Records
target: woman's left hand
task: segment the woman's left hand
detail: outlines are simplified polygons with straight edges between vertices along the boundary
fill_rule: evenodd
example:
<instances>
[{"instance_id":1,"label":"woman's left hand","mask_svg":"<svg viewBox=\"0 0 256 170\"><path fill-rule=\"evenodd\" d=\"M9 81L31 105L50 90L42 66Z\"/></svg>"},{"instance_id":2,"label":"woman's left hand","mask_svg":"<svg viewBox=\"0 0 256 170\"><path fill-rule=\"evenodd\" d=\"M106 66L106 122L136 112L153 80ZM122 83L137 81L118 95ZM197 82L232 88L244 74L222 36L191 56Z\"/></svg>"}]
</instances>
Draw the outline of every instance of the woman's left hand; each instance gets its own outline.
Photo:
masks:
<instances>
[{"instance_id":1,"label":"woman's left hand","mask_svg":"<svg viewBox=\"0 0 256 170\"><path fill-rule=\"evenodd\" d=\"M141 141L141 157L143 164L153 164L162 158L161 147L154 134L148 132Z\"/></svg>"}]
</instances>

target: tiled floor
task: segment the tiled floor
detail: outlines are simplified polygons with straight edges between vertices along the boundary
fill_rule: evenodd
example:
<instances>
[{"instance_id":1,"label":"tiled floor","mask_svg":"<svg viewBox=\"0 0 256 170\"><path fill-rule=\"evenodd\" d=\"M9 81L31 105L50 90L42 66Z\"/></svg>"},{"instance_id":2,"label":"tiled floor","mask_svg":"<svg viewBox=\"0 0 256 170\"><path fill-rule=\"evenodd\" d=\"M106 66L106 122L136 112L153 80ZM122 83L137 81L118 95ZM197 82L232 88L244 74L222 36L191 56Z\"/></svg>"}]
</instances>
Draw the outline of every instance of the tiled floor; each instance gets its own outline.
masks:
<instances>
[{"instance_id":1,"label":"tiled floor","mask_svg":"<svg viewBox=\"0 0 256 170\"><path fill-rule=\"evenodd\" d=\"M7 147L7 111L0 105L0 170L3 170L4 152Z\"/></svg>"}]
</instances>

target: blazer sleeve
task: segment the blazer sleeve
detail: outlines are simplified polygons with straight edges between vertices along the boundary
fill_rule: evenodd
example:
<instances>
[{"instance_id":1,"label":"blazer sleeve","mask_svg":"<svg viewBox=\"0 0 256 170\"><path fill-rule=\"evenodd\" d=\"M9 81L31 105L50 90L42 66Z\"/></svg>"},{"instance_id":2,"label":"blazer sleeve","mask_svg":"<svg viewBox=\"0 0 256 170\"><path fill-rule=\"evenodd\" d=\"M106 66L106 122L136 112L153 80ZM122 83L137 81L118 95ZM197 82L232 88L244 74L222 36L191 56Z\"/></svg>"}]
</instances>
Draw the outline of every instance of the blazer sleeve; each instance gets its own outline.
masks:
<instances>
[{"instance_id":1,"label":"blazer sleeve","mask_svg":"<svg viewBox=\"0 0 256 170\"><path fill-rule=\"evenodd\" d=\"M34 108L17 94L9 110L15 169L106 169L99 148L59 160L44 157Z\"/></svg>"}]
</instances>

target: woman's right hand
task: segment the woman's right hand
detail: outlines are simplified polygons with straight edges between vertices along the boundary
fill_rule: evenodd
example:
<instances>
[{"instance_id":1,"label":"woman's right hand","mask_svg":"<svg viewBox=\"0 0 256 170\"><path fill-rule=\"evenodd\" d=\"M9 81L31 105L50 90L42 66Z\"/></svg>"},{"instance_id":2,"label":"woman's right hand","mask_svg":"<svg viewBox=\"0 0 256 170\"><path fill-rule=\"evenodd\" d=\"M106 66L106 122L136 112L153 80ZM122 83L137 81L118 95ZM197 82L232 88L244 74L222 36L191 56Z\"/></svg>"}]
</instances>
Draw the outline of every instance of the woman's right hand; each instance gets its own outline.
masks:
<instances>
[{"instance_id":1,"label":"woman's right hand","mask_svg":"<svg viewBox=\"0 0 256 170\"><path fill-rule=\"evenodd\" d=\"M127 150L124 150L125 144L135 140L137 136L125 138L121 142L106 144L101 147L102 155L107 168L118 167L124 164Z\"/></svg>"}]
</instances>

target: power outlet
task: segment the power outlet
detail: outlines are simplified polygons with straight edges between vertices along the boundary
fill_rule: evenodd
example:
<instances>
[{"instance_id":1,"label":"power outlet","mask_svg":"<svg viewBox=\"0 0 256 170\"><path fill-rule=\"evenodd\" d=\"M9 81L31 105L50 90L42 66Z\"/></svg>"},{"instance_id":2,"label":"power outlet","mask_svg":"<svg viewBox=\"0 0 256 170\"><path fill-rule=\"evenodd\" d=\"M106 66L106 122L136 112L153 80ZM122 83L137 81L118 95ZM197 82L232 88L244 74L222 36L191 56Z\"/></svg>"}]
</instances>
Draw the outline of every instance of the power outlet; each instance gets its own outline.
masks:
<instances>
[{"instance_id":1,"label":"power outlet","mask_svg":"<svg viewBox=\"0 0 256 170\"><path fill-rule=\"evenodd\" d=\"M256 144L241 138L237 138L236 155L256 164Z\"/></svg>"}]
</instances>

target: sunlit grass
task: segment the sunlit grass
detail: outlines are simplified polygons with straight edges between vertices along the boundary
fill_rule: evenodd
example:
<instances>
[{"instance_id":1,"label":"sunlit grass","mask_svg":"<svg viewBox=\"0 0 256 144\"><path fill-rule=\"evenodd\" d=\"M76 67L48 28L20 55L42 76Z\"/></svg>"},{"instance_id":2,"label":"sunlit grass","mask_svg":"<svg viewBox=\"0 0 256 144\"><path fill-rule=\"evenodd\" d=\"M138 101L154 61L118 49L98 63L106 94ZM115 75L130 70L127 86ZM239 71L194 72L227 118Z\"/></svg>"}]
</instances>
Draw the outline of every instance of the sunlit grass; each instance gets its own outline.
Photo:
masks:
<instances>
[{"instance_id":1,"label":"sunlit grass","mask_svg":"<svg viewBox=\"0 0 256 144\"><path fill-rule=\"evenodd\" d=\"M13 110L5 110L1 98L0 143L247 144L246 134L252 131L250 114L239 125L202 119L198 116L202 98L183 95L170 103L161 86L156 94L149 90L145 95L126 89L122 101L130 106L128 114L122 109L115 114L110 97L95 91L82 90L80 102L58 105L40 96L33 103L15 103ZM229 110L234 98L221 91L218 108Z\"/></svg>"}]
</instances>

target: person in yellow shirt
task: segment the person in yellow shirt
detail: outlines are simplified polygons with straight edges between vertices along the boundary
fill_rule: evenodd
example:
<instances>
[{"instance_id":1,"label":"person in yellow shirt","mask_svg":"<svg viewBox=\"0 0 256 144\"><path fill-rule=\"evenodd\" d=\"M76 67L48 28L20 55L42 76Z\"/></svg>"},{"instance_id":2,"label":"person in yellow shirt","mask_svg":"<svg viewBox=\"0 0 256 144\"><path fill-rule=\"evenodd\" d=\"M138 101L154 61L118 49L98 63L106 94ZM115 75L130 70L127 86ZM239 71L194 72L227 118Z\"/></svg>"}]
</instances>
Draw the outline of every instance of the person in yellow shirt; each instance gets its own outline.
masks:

* Request: Reproduce all of the material above line for line, without altering anything.

* Task output:
target: woman's left hand
task: segment the woman's left hand
detail: outlines are simplified polygons with straight edges between vertices along the boundary
fill_rule: evenodd
example:
<instances>
[{"instance_id":1,"label":"woman's left hand","mask_svg":"<svg viewBox=\"0 0 256 170\"><path fill-rule=\"evenodd\" d=\"M9 81L31 105L50 90L42 66Z\"/></svg>"},{"instance_id":2,"label":"woman's left hand","mask_svg":"<svg viewBox=\"0 0 256 170\"><path fill-rule=\"evenodd\" d=\"M106 66L106 122L136 112L153 80ZM122 83L137 81L118 95ZM197 82L232 88L244 74L222 36L191 56Z\"/></svg>"}]
</instances>
Draw the outline of every instance of the woman's left hand; each instance gets its own outline.
Photo:
masks:
<instances>
[{"instance_id":1,"label":"woman's left hand","mask_svg":"<svg viewBox=\"0 0 256 170\"><path fill-rule=\"evenodd\" d=\"M141 141L141 157L143 164L153 164L162 158L161 147L154 134L148 132Z\"/></svg>"}]
</instances>

target: tiled floor
task: segment the tiled floor
detail: outlines are simplified polygons with straight edges between vertices along the boundary
fill_rule: evenodd
example:
<instances>
[{"instance_id":1,"label":"tiled floor","mask_svg":"<svg viewBox=\"0 0 256 170\"><path fill-rule=\"evenodd\" d=\"M9 81L31 105L50 90L42 66Z\"/></svg>"},{"instance_id":2,"label":"tiled floor","mask_svg":"<svg viewBox=\"0 0 256 170\"><path fill-rule=\"evenodd\" d=\"M106 66L106 122L136 112L153 80ZM122 83L137 81L118 95ZM197 82L232 88L244 74L222 36L191 56Z\"/></svg>"}]
</instances>
Draw the outline of every instance of the tiled floor; each instance gets its own outline.
masks:
<instances>
[{"instance_id":1,"label":"tiled floor","mask_svg":"<svg viewBox=\"0 0 256 170\"><path fill-rule=\"evenodd\" d=\"M7 147L7 111L0 105L0 170L3 170L4 152Z\"/></svg>"}]
</instances>

target: blazer sleeve
task: segment the blazer sleeve
detail: outlines are simplified polygons with straight edges between vertices along the boundary
fill_rule: evenodd
example:
<instances>
[{"instance_id":1,"label":"blazer sleeve","mask_svg":"<svg viewBox=\"0 0 256 170\"><path fill-rule=\"evenodd\" d=\"M9 81L31 105L50 90L42 66Z\"/></svg>"},{"instance_id":2,"label":"blazer sleeve","mask_svg":"<svg viewBox=\"0 0 256 170\"><path fill-rule=\"evenodd\" d=\"M106 66L106 122L136 112L153 80ZM122 83L137 81L118 95ZM197 82L232 88L244 74L222 36L191 56Z\"/></svg>"}]
</instances>
Draw the outline of every instance of the blazer sleeve; each instance gets its own outline.
masks:
<instances>
[{"instance_id":1,"label":"blazer sleeve","mask_svg":"<svg viewBox=\"0 0 256 170\"><path fill-rule=\"evenodd\" d=\"M34 108L17 94L9 110L15 169L106 169L99 148L59 160L44 157Z\"/></svg>"}]
</instances>

target: woman's right hand
task: segment the woman's right hand
detail: outlines are simplified polygons with straight edges between vertices along the boundary
fill_rule: evenodd
example:
<instances>
[{"instance_id":1,"label":"woman's right hand","mask_svg":"<svg viewBox=\"0 0 256 170\"><path fill-rule=\"evenodd\" d=\"M9 81L31 105L50 90L42 66Z\"/></svg>"},{"instance_id":2,"label":"woman's right hand","mask_svg":"<svg viewBox=\"0 0 256 170\"><path fill-rule=\"evenodd\" d=\"M106 66L106 122L136 112L153 80ZM122 83L137 81L118 95ZM197 82L232 88L244 74L222 36L191 56Z\"/></svg>"}]
</instances>
Draw the outline of every instance of the woman's right hand; each instance gets its own outline.
masks:
<instances>
[{"instance_id":1,"label":"woman's right hand","mask_svg":"<svg viewBox=\"0 0 256 170\"><path fill-rule=\"evenodd\" d=\"M127 150L124 150L125 144L135 140L137 136L125 138L121 142L106 144L101 147L102 155L107 168L118 167L124 164Z\"/></svg>"}]
</instances>

target: power outlet
task: segment the power outlet
detail: outlines are simplified polygons with straight edges between vertices along the boundary
fill_rule: evenodd
example:
<instances>
[{"instance_id":1,"label":"power outlet","mask_svg":"<svg viewBox=\"0 0 256 170\"><path fill-rule=\"evenodd\" d=\"M9 81L31 105L50 90L42 66Z\"/></svg>"},{"instance_id":2,"label":"power outlet","mask_svg":"<svg viewBox=\"0 0 256 170\"><path fill-rule=\"evenodd\" d=\"M106 66L106 122L136 112L153 80ZM122 83L137 81L118 95ZM197 82L232 88L244 74L222 36L191 56Z\"/></svg>"}]
</instances>
Draw the outline of every instance of the power outlet; each instance gets its own outline.
masks:
<instances>
[{"instance_id":1,"label":"power outlet","mask_svg":"<svg viewBox=\"0 0 256 170\"><path fill-rule=\"evenodd\" d=\"M256 144L241 138L237 138L236 155L256 164Z\"/></svg>"}]
</instances>

target: sunlit grass
task: segment the sunlit grass
detail: outlines are simplified polygons with straight edges between vertices along the boundary
fill_rule: evenodd
example:
<instances>
[{"instance_id":1,"label":"sunlit grass","mask_svg":"<svg viewBox=\"0 0 256 144\"><path fill-rule=\"evenodd\" d=\"M76 67L48 28L20 55L42 76Z\"/></svg>"},{"instance_id":2,"label":"sunlit grass","mask_svg":"<svg viewBox=\"0 0 256 144\"><path fill-rule=\"evenodd\" d=\"M138 101L154 61L118 49L98 63L106 94ZM115 75L130 70L127 86ZM239 71L194 72L227 118Z\"/></svg>"}]
</instances>
Draw the outline of every instance of the sunlit grass; each instance gets its own outline.
Photo:
masks:
<instances>
[{"instance_id":1,"label":"sunlit grass","mask_svg":"<svg viewBox=\"0 0 256 144\"><path fill-rule=\"evenodd\" d=\"M13 110L5 110L1 98L0 143L247 144L246 134L252 131L250 114L239 125L202 119L198 116L202 98L183 95L170 103L161 86L156 94L149 90L145 95L126 89L122 101L130 106L128 114L122 109L115 114L110 97L95 91L82 90L80 102L58 105L40 96L33 103L15 103ZM229 110L234 98L221 91L218 108Z\"/></svg>"}]
</instances>

target: person in yellow shirt
task: segment the person in yellow shirt
detail: outlines are simplified polygons with straight edges between vertices along the boundary
fill_rule: evenodd
example:
<instances>
[{"instance_id":1,"label":"person in yellow shirt","mask_svg":"<svg viewBox=\"0 0 256 144\"><path fill-rule=\"evenodd\" d=\"M76 67L48 28L20 55L42 76Z\"/></svg>"},{"instance_id":2,"label":"person in yellow shirt","mask_svg":"<svg viewBox=\"0 0 256 144\"><path fill-rule=\"evenodd\" d=\"M138 101L154 61L118 49L98 63L106 94ZM115 75L130 70L127 86ZM239 71L194 72L227 118Z\"/></svg>"}]
</instances>
Draw the outline of every instance of the person in yellow shirt; each instance gets its own outline.
masks:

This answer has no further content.